Problem description.
Below are some records; reproduce every one of them exactly.

Available data.
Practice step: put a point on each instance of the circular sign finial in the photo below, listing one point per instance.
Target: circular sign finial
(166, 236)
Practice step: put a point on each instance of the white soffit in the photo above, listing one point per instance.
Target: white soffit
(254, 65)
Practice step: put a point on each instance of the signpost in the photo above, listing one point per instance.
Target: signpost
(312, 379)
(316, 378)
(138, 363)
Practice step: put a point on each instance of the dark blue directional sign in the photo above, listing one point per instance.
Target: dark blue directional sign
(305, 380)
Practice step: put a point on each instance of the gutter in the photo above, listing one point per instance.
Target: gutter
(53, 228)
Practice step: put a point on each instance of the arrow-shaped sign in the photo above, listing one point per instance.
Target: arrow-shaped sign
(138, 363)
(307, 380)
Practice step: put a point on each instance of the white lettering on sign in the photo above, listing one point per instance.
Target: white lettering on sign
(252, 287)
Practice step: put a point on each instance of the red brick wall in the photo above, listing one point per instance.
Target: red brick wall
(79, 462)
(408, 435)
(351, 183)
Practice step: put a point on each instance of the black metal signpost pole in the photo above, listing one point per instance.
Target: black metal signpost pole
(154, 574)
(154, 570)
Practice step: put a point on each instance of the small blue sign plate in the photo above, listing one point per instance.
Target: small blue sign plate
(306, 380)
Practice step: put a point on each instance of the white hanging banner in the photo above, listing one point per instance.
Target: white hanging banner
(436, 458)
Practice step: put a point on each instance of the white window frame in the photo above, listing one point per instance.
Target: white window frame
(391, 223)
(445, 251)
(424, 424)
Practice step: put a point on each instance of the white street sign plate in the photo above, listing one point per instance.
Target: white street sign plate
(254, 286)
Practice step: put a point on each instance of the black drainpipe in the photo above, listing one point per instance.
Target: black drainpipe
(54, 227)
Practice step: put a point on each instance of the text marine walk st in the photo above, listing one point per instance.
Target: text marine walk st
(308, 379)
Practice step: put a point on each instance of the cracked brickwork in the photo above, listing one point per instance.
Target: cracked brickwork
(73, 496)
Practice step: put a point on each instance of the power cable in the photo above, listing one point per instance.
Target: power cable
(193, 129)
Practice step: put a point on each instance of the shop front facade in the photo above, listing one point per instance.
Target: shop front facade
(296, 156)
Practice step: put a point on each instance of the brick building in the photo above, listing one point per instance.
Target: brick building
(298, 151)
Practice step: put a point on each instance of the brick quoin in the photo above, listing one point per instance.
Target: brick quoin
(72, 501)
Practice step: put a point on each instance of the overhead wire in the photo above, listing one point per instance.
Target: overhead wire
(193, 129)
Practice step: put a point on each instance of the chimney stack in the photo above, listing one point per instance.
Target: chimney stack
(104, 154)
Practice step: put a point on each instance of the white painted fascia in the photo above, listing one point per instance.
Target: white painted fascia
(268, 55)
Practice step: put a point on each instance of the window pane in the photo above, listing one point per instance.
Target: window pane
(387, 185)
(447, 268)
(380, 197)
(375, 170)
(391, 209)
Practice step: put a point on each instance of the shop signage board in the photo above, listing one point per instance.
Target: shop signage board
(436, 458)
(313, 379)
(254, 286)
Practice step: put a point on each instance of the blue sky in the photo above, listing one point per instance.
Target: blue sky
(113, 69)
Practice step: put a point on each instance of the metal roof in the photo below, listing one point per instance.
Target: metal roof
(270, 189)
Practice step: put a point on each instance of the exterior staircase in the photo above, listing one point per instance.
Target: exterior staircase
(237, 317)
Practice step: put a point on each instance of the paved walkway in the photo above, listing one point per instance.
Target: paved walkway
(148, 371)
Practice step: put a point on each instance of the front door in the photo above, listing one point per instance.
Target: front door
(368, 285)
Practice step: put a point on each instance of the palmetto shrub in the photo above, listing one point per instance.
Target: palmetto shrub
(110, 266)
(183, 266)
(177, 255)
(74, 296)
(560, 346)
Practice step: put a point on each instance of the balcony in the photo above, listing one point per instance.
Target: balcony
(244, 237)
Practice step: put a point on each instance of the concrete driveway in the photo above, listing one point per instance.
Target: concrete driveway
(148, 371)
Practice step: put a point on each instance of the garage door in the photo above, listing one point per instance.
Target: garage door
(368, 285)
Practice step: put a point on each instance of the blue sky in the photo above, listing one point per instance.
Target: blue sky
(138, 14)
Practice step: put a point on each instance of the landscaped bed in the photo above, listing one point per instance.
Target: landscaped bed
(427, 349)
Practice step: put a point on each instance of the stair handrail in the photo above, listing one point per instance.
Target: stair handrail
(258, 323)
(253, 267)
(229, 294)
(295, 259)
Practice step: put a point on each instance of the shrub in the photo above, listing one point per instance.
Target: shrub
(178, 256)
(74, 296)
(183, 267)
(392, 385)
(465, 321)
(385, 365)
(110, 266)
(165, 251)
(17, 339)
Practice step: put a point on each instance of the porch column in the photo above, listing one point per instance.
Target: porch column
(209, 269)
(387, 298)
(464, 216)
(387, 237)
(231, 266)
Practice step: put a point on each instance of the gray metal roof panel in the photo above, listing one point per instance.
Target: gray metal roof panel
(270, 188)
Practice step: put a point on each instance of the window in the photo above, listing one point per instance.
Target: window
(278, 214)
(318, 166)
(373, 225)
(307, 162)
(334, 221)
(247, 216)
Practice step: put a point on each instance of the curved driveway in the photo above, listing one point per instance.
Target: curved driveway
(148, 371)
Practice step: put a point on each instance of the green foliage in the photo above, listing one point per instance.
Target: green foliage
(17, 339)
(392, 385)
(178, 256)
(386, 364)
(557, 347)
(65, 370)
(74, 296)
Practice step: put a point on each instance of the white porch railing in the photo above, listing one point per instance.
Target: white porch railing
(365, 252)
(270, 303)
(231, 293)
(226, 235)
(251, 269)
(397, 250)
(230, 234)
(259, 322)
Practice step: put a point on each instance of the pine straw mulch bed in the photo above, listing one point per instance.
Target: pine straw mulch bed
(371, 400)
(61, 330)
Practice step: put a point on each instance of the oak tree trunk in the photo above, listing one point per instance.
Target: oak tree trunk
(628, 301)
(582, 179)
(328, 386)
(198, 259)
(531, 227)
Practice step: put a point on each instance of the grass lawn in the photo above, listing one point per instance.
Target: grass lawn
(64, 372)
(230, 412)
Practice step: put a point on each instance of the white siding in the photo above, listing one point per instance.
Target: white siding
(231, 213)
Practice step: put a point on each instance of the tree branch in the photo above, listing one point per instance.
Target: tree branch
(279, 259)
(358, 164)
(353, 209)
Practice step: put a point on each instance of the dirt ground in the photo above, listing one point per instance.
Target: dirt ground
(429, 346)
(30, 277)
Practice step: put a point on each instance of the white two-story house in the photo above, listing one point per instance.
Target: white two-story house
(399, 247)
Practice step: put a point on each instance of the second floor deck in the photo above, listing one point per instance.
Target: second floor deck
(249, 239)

Exercise response.
Practice step: put a point on each instance of the circular sign finial in the photo below, listing one point per instance.
Target: circular sign finial
(166, 236)
Practice step: put a point on each instance of the white soffit in the photo above, listing one point per instance.
Target: white soffit
(254, 65)
Practice step: put a point on each instance of the signpost in the photo above, listing one point per instance.
Target: signpost
(312, 379)
(316, 378)
(138, 363)
Practice step: put a point on each instance of the dark blue directional sign in the photo above, listing one point per instance.
Target: dark blue directional sign
(305, 380)
Practice step: put a point on each instance of the gutter in the photo above, listing one point per instance.
Target: gutter
(53, 228)
Practice step: put a point on each instance of the arrow-shaped sign in the photo above, listing one point per instance.
Target: arrow-shaped sign
(138, 363)
(307, 380)
Practice step: put a point on each instance of the white lettering on sign in the photo above, listing one point per instance.
Target: white lettering on sign
(252, 287)
Practice step: put a point on each instance of the red brick wall in the photo above, listing one point per instance.
Target: red brick wall
(79, 462)
(408, 435)
(351, 183)
Practice step: put a point on each instance of the black metal signpost pole in the photo above, listing one point per instance.
Target: black metal signpost pole
(154, 574)
(154, 570)
Practice step: put a point on each instance of the small blue sign plate in the photo above, listing one point per instance.
Target: small blue sign plate
(306, 380)
Practice step: put a point on each instance of the white hanging banner in the photo above, listing one point per instance.
Target: white hanging banner
(436, 458)
Practice step: put a point on each instance of the white window frame in the photo above, listing one point per instance.
Target: white window frame
(391, 223)
(445, 251)
(424, 424)
Practice step: put a point on each instance of the white street sign plate in the photo above, listing one point per instance.
Target: white street sign plate
(254, 286)
Practice step: put a point on each instance of the black drainpipe in the photo above, listing one point per instance.
Target: black drainpipe
(54, 227)
Practice step: put a point on each instance of the text marine walk st in the photo above, listing one point per instance.
Target: text marine walk st
(308, 379)
Practice step: put a point on each instance of the cracked brickwork in the photo above, listing one point per instance.
Target: cracked brickwork
(73, 496)
Practice step: put a point on each instance of the power cable in the photo above, listing one point per instance.
Target: power cable
(193, 129)
Practice step: put a point on each instance of the shop front facade in the photo above, listing one point per instance.
Target: shop front facade
(296, 156)
Practice step: put a point on each instance of the brick building in the photo above, listing one point per instance.
Target: brick building
(298, 151)
Practice step: put a point on each instance of the brick quoin in the photo above, listing one point per instance.
Target: brick quoin
(72, 501)
Practice step: put a point on each instance of the overhead wire in the photo above, listing one point per instance.
Target: overhead wire
(193, 129)
Practice step: put a point on each instance of the chimney stack in the photo above, listing one point per instance.
Target: chimney stack
(104, 154)
Practice step: put a point on each instance of the white painted fascia in the photo above, listing one point per instance.
Target: white painted fascia
(268, 55)
Practice step: put a point on each instance of the window pane in the photo above, listing one point per instance.
Target: window pane
(387, 185)
(447, 268)
(380, 197)
(375, 170)
(391, 209)
Practice step: put a point on each instance of the shop signage board in the photo above, listing one point per instance.
Target: shop signage board
(436, 458)
(313, 379)
(254, 286)
Practice step: put a point on each instance of the blue sky in the photo above, listing one point per instance.
Target: blue sky
(113, 69)
Practice step: put a point on each instance of the metal roof in the photo below, listing one point per instance.
Target: metal roof
(270, 189)
Practice step: put a point on each instance of the exterior staircase in the photo above, listing one point per instance.
Target: exterior staircase
(237, 317)
Practice step: put a point on each instance of the paved walkway in the photo above, listing one point per instance.
Target: paved walkway
(148, 371)
Practice step: put a point on each instance of the front door in the photo above, listing one point per instance.
Target: front door
(368, 285)
Practice step: put a point on each instance of the palmetto shrub in the photo above, listing one point per instance.
Target: palmetto shrub
(110, 266)
(183, 266)
(177, 255)
(74, 296)
(560, 346)
Practice step: put a point on each instance of the balcony in the photo above, listing one point per instance.
Target: balcony
(244, 237)
Practice step: put a point on each instance of the concrete driveway in the photo above, listing one point per instance.
Target: concrete driveway
(148, 371)
Practice step: put a point on each instance of the garage door in the photo above, listing one point per instance.
Target: garage door
(368, 285)
Practice step: put a point on each instance of the blue sky in the photo above, listing one point per instance.
Target: blue sky
(138, 14)
Practice step: put a point on each instance of the landscaped bed in the photo above, listing one point per instance.
Target: landscaped bed
(427, 349)
Practice step: put a point on each instance of the stair handrail in the photo above, listing one point per instance.
Target: stair handrail
(258, 323)
(253, 267)
(229, 294)
(295, 259)
Practice step: put a point on each instance of the shrub in the photo above, listing one point per instance.
Target: shrub
(178, 256)
(74, 296)
(183, 267)
(392, 385)
(465, 321)
(385, 365)
(110, 266)
(165, 251)
(17, 339)
Practice step: put a point on each instance of the porch column in the photo above, listing one point per instance.
Target: porch column
(209, 269)
(387, 298)
(464, 216)
(387, 237)
(231, 266)
Practice step: put a point on each instance of the gray metal roof panel in the photo above, listing one point per instance.
Target: gray metal roof panel
(270, 188)
Practice step: put a point on each instance of the window in the photo above, listing one point per instance.
Target: window
(278, 214)
(318, 166)
(373, 225)
(307, 162)
(334, 221)
(247, 216)
Practice step: put a point on each instance of the curved driveway in the photo above, listing one point per instance.
Target: curved driveway
(148, 371)
Practice step: put a point on each instance of the green foliage in the photo above, listing one point per instance.
Target: green foliage
(17, 339)
(392, 385)
(178, 256)
(386, 364)
(557, 347)
(65, 370)
(74, 296)
Practice step: put a point on each instance of the white porch railing in the photo above, listing one point per instance.
Target: white porch railing
(365, 252)
(270, 303)
(231, 293)
(226, 235)
(251, 269)
(397, 250)
(230, 234)
(259, 322)
Practice step: put a point on each instance of the pine straw mulch bed in the photo above, listing one point per instance.
Target: pine straw mulch bed
(371, 400)
(61, 330)
Practice step: put a point on each instance of the oak tree trunk in the photo above, listing one point per instance.
Target: oak tree trunk
(628, 301)
(582, 179)
(328, 386)
(198, 259)
(531, 227)
Practice step: put a point on each instance of the grass lawn in the photo above, listing one point per instance.
Target: grass lawn
(64, 372)
(230, 412)
Practice step: put a point on each instance of the white siding in the photo above, listing one point per instance.
Target: white siding
(231, 213)
Practice step: put a point on each instance of the tree branch in the photo above, listing one point per instance.
Target: tree branch
(279, 259)
(358, 164)
(353, 209)
Practice step: put a point on each instance of the dirt ground in the photo above, listing one point per instance.
Target: dirt ground
(429, 346)
(30, 277)
Practice step: put a point on each instance of the white two-story house in the photo above, listing one point per instance.
Target: white two-story house
(399, 247)
Practice step: put a point on each instance of the second floor deck in the photo above, listing one point per instance.
Target: second floor deck
(249, 239)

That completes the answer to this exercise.